*** Rows

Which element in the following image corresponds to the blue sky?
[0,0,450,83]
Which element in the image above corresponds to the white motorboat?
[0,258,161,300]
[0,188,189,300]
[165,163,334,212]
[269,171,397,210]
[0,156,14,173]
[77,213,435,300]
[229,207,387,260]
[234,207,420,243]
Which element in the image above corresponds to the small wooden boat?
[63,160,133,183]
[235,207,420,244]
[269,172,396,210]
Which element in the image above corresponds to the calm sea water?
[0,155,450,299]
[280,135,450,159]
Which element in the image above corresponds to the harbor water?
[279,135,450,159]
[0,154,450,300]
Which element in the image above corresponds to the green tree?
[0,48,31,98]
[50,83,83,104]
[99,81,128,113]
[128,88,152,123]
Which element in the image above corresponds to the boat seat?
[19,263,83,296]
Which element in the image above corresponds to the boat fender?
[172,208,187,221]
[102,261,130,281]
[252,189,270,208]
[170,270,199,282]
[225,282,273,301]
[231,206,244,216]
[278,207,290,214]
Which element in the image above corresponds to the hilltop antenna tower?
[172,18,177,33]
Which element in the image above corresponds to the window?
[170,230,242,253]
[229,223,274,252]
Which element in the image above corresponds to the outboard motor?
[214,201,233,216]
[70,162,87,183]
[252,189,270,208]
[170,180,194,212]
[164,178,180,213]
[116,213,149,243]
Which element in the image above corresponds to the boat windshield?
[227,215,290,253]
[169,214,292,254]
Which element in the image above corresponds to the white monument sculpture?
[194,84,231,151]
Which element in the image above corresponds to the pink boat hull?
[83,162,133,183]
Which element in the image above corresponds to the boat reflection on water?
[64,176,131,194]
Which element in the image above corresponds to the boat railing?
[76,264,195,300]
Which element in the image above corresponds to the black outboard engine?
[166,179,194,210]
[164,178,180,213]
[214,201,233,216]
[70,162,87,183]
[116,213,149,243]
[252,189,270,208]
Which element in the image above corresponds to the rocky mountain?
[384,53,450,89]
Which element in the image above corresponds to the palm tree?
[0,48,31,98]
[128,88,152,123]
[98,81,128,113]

******
*** Rows

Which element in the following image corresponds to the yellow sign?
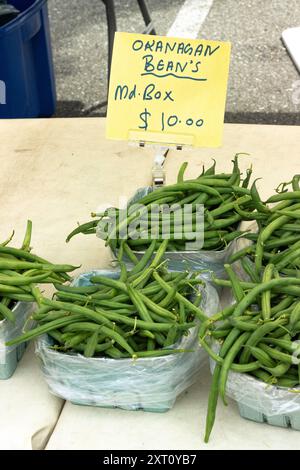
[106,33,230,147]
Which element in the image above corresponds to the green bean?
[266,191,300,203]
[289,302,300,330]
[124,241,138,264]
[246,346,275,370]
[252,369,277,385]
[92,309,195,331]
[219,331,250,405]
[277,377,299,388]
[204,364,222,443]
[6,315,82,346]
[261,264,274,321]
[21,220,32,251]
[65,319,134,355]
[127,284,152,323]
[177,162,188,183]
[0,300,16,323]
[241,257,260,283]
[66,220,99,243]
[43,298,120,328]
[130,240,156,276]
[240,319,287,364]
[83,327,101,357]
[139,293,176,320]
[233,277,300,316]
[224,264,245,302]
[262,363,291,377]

******
*** Rows

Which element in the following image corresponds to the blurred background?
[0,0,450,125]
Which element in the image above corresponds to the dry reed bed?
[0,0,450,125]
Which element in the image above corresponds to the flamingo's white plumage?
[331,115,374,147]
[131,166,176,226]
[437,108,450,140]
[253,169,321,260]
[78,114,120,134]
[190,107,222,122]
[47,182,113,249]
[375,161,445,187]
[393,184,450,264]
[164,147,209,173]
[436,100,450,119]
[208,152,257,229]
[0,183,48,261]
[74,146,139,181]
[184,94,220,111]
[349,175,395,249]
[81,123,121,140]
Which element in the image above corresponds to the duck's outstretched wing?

******

§ Work instructions:
Recast the records as a Markdown table with the columns Row and Record, starting with the line with "Which element in the following image corresponds to the blue" and going on through the line with "[76,264,195,300]", and leave out blank lines.

§ Correct response:
| Row | Record |
|---|---|
| 1 | Which element in the following image corresponds to the blue sky? |
| 2 | [0,0,450,83] |
| 3 | Which element in the image above corresponds to the white motorboat? |
| 4 | [0,258,161,300] |
| 5 | [0,188,189,300] |
| 6 | [165,163,334,212] |
| 7 | [269,171,397,210] |
| 8 | [0,156,14,173] |
| 9 | [77,213,435,300] |
| 10 | [229,207,387,260] |
| 11 | [234,207,420,243] |
| 12 | Which element in the image above corresponds to the small wooden boat? |
| 13 | [63,160,133,183] |
| 14 | [235,207,420,244] |
| 15 | [269,172,396,210] |
| 16 | Which element in the image above corresponds to the calm sea water? |
| 17 | [0,155,450,299] |
| 18 | [280,135,450,159] |
| 19 | Which element in the image above corresponds to the harbor water? |
| 20 | [279,135,450,159] |
| 21 | [0,154,450,300] |
| 22 | Which element in the image above corresponds to the green tree? |
| 23 | [0,48,31,98] |
| 24 | [50,83,83,104] |
| 25 | [99,81,128,113] |
| 26 | [128,88,152,123] |
| 27 | Which element in the image above corresponds to the boat seat? |
| 28 | [19,263,83,296] |
| 29 | Which element in the image above corresponds to the boat fender? |
| 30 | [172,208,187,221] |
| 31 | [102,261,130,281] |
| 32 | [252,189,270,208] |
| 33 | [170,270,199,282] |
| 34 | [225,282,273,301] |
| 35 | [231,206,244,216] |
| 36 | [278,207,290,214] |
| 37 | Which element in the image above corresponds to the hilltop antenna tower? |
| 38 | [172,18,177,33] |
| 39 | Which element in the image above corresponds to the window? |
| 40 | [170,230,242,253] |
| 41 | [229,223,274,252] |
| 42 | Which element in the image above corresponds to the outboard motor? |
| 43 | [214,201,233,216] |
| 44 | [70,162,87,183] |
| 45 | [252,189,270,208] |
| 46 | [170,180,194,212] |
| 47 | [164,178,180,213] |
| 48 | [116,213,149,243] |
| 49 | Which element in the image above corresponds to the boat windshield? |
| 50 | [227,215,290,253] |
| 51 | [169,214,292,254] |
| 52 | Which element in the image above corresponds to the white monument sculpture? |
| 53 | [194,84,231,151] |
| 54 | Which element in the image above corresponds to the pink boat hull? |
| 55 | [83,162,133,183] |
| 56 | Which element in the image above corresponds to the boat reflection on water? |
| 57 | [64,176,131,194] |
| 58 | Which element in the image above corresponds to the boat railing? |
| 59 | [76,264,195,300] |